Stoichiometric methylation of calcineurin by protein carboxyl O-methyltransferase and its effects on calmodulin-stimulated phosphatase activity

Abstract

Calcineurin, a calmodulin-stimulated protein phosphatase, was a substrate for purified bovine brain protein carboxyl O-methyltransferase (protein O-methyltransferase; EC 2.1.1.24) and incorporated up to 2 mol of CH3 per mol of calcineurin. Carboxyl methylation was dependent on the concentrations of S-adenosyl-L-[methyl-3H]methionine and was prevented by addition of the carboxyl methylation inhibitor S-adenosylhomocysteine. The stoichiometry of methyl group incorporation was related to the ratio of methyltransferase/calcineurin. The rate of spontaneous hydrolysis of carboxyl methylester groups on calcineurin increased rapidly above pH 6.5 with those on native carboxyl-methylated calcineurin substantially more labile than for trichloracetic acid-precipitated calcineurin. Polyacrylamide gel electrophoresis in the presence of NaDodSO4 (pH 2.4) confirmed that the A subunit of calcineurin (Mr = 61,000) was the primary site of carboxyl methylation with little, if any, modification of the B subunit (Mr = 18,000). When carboxyl-methylated calcineurin (approximately 1-2 mol of CH3 per mol of protein) was assayed for p-nitrophenyl phosphatase activity at pH 6.5, a marked inhibition of calmodulin-stimulated activity was observed while there was little effect on Mn2+-stimulated phosphatase activity. Thus, calcineurin appears to be an excellent substrate for protein carboxyl O-methylation and this modification, which impairs calmodulin stimulation of phosphatase activity, may be of functional significance.

(EXERCISE REQUIREMENTS) Render this sentence from the calcineurin methylation abstract in Spanish: "The stoichiometry of methyl group incorporation was related to the ratio of methyltransferase/calcineurin."

(STORED DATA)
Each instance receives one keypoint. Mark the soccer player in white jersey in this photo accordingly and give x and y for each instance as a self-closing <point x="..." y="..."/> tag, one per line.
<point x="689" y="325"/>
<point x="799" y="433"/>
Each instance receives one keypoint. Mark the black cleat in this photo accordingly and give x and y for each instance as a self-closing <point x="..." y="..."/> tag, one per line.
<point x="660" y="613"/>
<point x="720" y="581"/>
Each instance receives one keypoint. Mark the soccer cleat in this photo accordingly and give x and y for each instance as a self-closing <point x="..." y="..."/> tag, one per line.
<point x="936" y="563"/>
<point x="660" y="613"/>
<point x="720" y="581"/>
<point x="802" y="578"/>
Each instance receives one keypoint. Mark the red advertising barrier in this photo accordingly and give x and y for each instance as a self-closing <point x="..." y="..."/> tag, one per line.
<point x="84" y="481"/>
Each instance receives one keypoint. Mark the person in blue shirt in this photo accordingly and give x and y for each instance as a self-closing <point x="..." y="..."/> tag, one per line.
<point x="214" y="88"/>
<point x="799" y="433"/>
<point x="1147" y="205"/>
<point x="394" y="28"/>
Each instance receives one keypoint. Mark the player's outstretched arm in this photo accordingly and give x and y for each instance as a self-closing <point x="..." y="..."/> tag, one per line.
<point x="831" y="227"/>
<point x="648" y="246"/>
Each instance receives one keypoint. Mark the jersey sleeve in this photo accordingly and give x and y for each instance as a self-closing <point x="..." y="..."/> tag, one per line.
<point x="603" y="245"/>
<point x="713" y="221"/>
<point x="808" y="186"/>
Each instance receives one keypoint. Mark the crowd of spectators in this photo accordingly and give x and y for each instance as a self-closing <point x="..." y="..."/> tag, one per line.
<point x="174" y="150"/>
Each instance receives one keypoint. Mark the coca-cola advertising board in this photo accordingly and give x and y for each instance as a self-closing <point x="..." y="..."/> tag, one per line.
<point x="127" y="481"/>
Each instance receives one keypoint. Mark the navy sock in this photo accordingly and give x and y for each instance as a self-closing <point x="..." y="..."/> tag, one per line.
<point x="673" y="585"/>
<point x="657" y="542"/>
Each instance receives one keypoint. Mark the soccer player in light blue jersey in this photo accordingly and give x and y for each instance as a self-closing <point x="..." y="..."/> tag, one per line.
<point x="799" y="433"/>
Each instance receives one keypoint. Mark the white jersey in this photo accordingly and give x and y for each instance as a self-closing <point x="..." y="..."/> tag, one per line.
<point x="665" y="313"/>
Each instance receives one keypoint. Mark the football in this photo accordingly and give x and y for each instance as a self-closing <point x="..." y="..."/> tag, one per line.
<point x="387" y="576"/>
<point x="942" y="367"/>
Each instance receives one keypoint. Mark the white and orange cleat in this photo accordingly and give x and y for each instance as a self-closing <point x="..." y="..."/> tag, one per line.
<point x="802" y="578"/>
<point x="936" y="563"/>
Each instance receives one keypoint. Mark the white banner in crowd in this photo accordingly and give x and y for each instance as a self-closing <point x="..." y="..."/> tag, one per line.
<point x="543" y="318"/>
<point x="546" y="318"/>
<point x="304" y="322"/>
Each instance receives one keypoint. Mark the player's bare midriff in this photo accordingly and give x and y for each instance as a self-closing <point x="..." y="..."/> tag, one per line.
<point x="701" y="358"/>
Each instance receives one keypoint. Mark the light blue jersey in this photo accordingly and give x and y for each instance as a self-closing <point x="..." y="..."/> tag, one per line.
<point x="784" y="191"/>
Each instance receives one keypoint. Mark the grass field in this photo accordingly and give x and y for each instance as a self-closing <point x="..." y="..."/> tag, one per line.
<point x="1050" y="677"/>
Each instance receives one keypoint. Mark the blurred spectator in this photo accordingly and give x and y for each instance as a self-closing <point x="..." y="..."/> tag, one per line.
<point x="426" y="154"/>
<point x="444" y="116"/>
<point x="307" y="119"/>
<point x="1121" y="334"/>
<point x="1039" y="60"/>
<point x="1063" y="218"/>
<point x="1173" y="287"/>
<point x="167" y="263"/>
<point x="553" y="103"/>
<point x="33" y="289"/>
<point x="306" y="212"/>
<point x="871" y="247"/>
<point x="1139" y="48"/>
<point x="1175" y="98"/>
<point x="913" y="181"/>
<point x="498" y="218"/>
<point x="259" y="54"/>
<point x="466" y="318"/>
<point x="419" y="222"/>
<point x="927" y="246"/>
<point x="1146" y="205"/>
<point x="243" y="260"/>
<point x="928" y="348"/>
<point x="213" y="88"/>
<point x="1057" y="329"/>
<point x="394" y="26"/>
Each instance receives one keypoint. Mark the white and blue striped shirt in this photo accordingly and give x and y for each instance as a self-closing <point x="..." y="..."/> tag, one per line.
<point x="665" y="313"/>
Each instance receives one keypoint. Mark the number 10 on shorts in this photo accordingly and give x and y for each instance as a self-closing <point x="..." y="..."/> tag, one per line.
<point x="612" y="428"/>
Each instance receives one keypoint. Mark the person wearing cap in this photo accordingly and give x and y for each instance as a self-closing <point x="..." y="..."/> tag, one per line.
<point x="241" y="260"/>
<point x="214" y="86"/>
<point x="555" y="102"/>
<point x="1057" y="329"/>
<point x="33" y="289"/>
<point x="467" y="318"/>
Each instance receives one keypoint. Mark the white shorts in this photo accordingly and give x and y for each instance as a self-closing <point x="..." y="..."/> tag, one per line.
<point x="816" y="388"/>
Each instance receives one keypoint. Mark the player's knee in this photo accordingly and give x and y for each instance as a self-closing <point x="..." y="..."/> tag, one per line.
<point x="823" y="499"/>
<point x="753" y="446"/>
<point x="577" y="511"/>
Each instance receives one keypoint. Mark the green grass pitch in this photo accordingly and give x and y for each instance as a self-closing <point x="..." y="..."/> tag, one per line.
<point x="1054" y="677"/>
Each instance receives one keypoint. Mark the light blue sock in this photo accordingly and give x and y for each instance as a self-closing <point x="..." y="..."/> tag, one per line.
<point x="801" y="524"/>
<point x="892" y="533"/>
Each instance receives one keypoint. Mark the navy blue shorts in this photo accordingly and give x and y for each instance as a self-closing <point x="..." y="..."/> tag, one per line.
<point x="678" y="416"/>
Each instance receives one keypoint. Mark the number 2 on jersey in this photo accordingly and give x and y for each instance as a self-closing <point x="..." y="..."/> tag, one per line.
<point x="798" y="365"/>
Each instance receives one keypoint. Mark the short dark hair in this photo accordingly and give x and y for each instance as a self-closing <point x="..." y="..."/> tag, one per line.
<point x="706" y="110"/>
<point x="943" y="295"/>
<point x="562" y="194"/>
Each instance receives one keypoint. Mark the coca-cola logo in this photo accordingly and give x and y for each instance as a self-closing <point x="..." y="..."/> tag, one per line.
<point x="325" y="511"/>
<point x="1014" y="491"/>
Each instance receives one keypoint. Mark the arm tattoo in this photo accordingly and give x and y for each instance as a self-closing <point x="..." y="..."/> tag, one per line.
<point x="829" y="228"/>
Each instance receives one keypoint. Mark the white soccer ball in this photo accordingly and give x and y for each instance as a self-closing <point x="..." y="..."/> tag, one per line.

(ANSWER SECTION) La estequiometría de la incorporación de grupos metilo estuvo relacionada con la proporción metiltransferasa/calcineurina.